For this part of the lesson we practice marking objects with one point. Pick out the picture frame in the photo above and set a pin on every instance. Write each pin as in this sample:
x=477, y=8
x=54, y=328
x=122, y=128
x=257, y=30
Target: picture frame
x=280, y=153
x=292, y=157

——

WORK TASK
Line by line, write out the whole listing exactly.

EXERCISE RESULT
For this part of the lesson we practice marking objects with one point. Pick out the picture frame in the photo above and set a pin on every instance. Write each pin as in this sample:
x=477, y=8
x=54, y=328
x=122, y=128
x=257, y=30
Target: picture frame
x=280, y=153
x=292, y=157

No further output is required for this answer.